═════ Entries supplied ═════

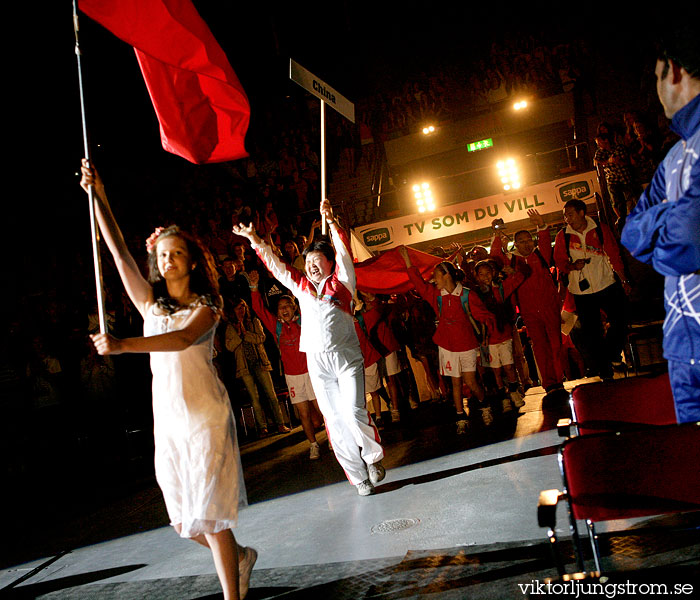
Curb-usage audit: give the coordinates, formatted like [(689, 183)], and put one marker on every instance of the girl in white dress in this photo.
[(197, 460)]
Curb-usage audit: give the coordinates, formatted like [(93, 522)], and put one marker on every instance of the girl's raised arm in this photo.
[(137, 287)]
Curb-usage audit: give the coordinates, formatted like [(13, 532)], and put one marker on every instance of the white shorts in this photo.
[(453, 364), (372, 379), (500, 354), (300, 389), (392, 363)]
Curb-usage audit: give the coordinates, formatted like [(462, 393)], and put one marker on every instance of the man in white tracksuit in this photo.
[(333, 354)]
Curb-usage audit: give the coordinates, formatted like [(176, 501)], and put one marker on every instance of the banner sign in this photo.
[(477, 214), (322, 90)]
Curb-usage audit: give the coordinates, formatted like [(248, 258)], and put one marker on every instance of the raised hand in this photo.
[(535, 217)]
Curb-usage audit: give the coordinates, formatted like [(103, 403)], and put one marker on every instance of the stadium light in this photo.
[(509, 174)]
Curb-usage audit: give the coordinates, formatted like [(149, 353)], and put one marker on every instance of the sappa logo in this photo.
[(376, 237), (577, 189)]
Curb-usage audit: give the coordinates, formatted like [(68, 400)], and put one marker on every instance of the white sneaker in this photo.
[(517, 399), (376, 472), (365, 488), (314, 451), (245, 567)]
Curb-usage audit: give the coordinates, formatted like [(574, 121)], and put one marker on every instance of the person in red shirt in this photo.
[(287, 330), (588, 254), (371, 358), (454, 336)]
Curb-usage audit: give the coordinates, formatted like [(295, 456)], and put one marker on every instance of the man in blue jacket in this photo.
[(664, 227)]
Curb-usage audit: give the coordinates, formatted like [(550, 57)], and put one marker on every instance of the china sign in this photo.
[(477, 214)]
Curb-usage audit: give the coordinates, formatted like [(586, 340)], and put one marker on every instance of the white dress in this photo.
[(197, 461)]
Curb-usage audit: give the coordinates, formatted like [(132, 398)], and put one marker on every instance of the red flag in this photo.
[(201, 106), (386, 274)]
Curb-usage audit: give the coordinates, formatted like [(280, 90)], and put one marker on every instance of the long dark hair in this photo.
[(203, 279)]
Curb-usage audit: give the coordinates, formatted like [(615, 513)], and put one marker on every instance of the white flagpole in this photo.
[(323, 162), (91, 190)]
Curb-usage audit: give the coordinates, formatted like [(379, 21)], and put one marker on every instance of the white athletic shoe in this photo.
[(245, 567), (365, 488), (314, 451), (376, 472)]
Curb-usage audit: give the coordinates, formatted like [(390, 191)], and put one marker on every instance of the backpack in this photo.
[(479, 329), (564, 277)]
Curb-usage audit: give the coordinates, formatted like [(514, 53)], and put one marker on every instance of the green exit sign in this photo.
[(480, 145)]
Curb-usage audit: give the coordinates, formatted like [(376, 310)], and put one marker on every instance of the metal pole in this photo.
[(91, 189), (323, 162)]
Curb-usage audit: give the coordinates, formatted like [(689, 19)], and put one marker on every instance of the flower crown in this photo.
[(153, 238)]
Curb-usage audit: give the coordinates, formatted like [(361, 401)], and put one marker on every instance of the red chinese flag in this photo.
[(386, 274), (201, 106)]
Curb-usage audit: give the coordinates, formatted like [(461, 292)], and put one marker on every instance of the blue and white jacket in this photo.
[(663, 229)]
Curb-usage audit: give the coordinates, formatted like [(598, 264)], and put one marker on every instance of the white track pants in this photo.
[(338, 378)]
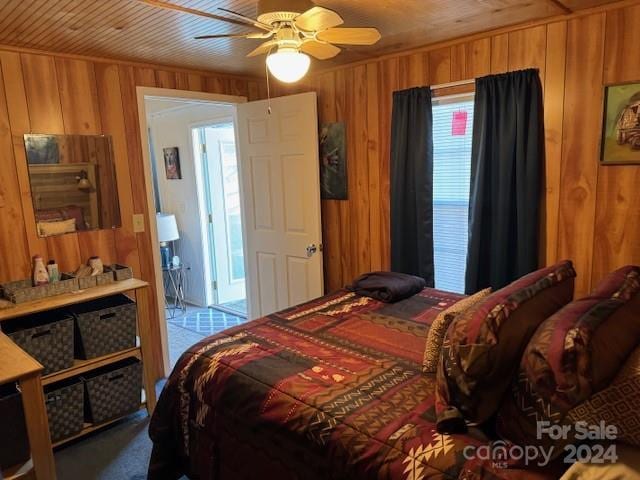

═════

Exercise instructions: Rewrite every one of the records above, changing each "marker" to "pin" and leaving everything else unchanged. Omit the pictures.

Completed task:
Curb-usage audit: give the coordinates, formatted like [(689, 183)], and put one pin on every instance of the girl in white dress in this photo.
[(197, 460)]
Curb-usage audit: give the coordinates, formatted like [(93, 522)], and put one pin on every instance of the girl's raised arm in this photo.
[(137, 287)]
Curb-usage audit: give the coordinates, formatted like [(13, 532)], and put one pin on every instance of the white shorts in this photo.
[(453, 364), (372, 379), (500, 354), (300, 389), (392, 363)]
Curb-usage audit: give the coordinates, formatted like [(462, 393)], and put one pin on every instance of the man in white tracksuit in this photo.
[(333, 354)]
Curb-usage audit: give the coordinates, formatted like [(176, 501)], and put one pin on every instance of the banner sign in this photo.
[(477, 214), (322, 90)]
Curb-usage audit: give the coordinates, formatted like [(248, 258)], and put one pin on every instance of the raised hand in this photo.
[(535, 217)]
Curb-usage audit: give the coordinates, formatted like [(103, 403)], and put one pin on every instance of the stadium light in this photo.
[(509, 174)]
Curb-usage audit: give the coordinates, formatted like [(149, 353)], and put one pin on every instance of the sappa logo in this photo.
[(376, 237), (577, 189)]
Curb-usage audit: give the coordinates, formatted like [(68, 400)], and put one pin on every instance of the white sneaker in this photo.
[(517, 399), (376, 472), (365, 488), (314, 451), (245, 567)]
Curb-usage audit: give the coordinates, formatted like [(574, 121)], and put one pin on every instance of the person in red shirt in this photo.
[(287, 330), (588, 254), (371, 358), (454, 336)]
Curb-usage audit: give the coordinates, formatted like [(295, 456)], and put one pin on every instance of the man in blue jacket in this photo.
[(664, 227)]
Curb-usage audit: give the coordinates, formatted like [(550, 57)], and put one pin on every instance of the china sign in this photo.
[(477, 214)]
Curb-usage audit: give the coordinates, formatted like [(586, 340)], and put one pin on every instance of the white dress in this photo.
[(197, 461)]
Curb-usage audit: give the coordinates, formatted like [(132, 398)], and put one pin on every instance of the red flag in this photo.
[(201, 106), (386, 274)]
Curb-usage audit: give the coordinates, formatted like [(280, 90)], and put one pin on every instance of the long dark hair in this photo.
[(203, 279)]
Curb-usage audit: give the coordinates, formatted like [(615, 513)], and put one pin on every instance of the white flagpole in this photo.
[(323, 162), (91, 190)]
Curb-usage audit: give the coordinates, formatted like [(379, 21)], and put one pin on every instance of the white athletic shoe in this photo.
[(245, 567), (365, 488), (314, 451), (376, 472)]
Curb-usage audit: give the coordinates, formatted like [(390, 191)], and put one pin on every instance of the backpack in this photo.
[(479, 329), (564, 277)]
Curb-usage audit: give the coordinates, formatted like [(514, 53)], and put one pin on every instance of the green exit sign in this photo.
[(480, 145)]
Curb-usage audit: give the coordinates, formatted like [(376, 310)], and put one pin on every instance of the metal pole in this photo.
[(91, 189), (323, 162)]
Curb-usage audit: give the coordinates, formatted like [(689, 19)], and put one pin on every instance of the flower crown in this photo.
[(153, 238)]
Curb-usage audit: give the coordinates, formatted like [(361, 401)], and put one pin on every instance of the red chinese flag in this photo.
[(386, 274), (201, 106)]
Curb-usage audit: give the coordinates, formatted like [(461, 292)], and put one pin on every instance of the blue and white jacket in this photo.
[(663, 229)]
Curb-usage audit: give the coordinates, formatted like [(598, 264)], and put one pin on every instance of the white track pants in this photo.
[(338, 378)]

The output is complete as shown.